# Goal of the exercise
Copy the opening lines of the listing exactly, through and including the line with "# place a dot on each instance of the stone minaret"; do not copy any pictures.

# Data for analysis
/---
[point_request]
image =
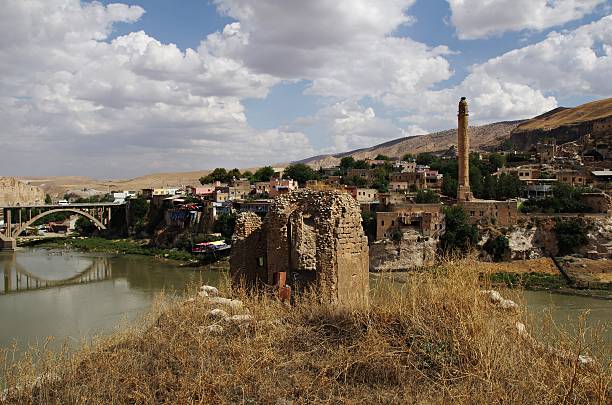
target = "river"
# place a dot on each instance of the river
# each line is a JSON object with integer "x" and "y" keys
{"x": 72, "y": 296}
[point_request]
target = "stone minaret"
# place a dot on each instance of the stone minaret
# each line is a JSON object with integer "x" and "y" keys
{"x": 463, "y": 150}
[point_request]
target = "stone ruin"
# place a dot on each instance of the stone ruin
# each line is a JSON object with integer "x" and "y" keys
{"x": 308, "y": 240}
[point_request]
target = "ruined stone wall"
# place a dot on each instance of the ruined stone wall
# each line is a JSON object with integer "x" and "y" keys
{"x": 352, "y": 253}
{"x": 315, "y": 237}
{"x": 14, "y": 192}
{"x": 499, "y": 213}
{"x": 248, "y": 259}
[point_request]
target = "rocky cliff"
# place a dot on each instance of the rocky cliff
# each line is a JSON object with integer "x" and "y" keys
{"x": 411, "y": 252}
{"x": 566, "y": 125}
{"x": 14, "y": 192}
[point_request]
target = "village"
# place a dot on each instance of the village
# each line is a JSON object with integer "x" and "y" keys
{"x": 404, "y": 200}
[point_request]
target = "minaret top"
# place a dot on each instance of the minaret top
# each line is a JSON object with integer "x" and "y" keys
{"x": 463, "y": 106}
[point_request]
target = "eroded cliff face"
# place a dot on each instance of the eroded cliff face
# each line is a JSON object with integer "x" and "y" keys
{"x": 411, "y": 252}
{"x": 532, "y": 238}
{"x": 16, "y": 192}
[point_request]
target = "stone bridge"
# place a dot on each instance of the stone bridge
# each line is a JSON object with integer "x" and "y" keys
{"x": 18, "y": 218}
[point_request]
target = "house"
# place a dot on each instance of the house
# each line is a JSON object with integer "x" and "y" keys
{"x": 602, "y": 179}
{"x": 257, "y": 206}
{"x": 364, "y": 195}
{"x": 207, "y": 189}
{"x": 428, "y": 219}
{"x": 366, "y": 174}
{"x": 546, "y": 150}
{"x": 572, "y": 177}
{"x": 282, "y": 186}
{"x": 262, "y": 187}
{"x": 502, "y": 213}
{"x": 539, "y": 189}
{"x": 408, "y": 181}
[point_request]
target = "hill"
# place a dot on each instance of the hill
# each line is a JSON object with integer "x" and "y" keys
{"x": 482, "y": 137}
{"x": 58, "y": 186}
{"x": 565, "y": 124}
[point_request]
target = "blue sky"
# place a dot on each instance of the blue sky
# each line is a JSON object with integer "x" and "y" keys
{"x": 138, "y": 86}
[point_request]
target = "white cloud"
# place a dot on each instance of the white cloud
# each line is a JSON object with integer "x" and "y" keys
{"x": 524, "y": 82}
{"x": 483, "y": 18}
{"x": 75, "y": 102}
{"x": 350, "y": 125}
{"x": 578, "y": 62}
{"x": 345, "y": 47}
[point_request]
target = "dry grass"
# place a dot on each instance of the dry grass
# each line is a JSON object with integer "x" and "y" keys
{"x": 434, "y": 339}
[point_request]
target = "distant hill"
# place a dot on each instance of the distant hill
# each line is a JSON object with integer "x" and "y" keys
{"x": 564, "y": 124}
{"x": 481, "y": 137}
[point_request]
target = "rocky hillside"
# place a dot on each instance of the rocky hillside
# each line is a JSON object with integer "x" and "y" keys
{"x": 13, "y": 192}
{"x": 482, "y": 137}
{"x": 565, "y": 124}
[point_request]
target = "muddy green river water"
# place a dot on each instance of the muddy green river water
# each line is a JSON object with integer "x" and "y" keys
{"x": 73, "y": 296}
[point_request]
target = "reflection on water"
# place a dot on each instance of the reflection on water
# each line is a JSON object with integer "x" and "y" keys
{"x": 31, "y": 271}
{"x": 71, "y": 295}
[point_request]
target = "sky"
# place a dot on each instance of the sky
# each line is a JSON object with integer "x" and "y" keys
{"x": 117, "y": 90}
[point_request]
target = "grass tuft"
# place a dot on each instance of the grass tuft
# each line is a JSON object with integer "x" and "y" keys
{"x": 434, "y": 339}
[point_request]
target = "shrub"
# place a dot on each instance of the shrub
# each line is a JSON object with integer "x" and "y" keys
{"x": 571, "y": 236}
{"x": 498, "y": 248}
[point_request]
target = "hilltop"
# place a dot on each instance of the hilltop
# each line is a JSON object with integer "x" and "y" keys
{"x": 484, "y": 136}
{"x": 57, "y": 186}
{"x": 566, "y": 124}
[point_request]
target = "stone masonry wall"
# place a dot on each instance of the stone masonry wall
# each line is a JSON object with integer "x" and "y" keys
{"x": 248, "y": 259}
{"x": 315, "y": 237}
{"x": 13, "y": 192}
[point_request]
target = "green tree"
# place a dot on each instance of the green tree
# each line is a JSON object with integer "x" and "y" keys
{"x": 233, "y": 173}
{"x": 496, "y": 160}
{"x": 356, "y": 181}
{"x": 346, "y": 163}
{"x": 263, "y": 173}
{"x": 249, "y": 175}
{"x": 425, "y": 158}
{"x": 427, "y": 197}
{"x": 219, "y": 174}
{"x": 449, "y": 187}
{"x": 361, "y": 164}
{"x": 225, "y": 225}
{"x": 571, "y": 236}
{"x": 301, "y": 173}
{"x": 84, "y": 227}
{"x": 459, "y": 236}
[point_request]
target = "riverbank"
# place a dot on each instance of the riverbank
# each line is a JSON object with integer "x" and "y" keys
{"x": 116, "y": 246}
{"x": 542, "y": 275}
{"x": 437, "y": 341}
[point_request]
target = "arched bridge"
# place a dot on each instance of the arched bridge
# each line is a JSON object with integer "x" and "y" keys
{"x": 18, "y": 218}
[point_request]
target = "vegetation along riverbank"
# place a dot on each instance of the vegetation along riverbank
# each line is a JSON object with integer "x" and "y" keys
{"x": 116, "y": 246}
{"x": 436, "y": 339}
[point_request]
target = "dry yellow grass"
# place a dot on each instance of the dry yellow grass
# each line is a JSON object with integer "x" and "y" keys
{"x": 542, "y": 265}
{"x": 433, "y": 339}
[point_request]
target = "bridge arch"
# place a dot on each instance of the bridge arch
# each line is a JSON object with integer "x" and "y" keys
\---
# Task response
[point_request]
image =
target = "river"
# place a dot on each instance of the river
# each line is a JSON object with integer "x" and "y" keys
{"x": 72, "y": 296}
[point_request]
target = "stone minaret"
# place a dot on each instance of the stone minaret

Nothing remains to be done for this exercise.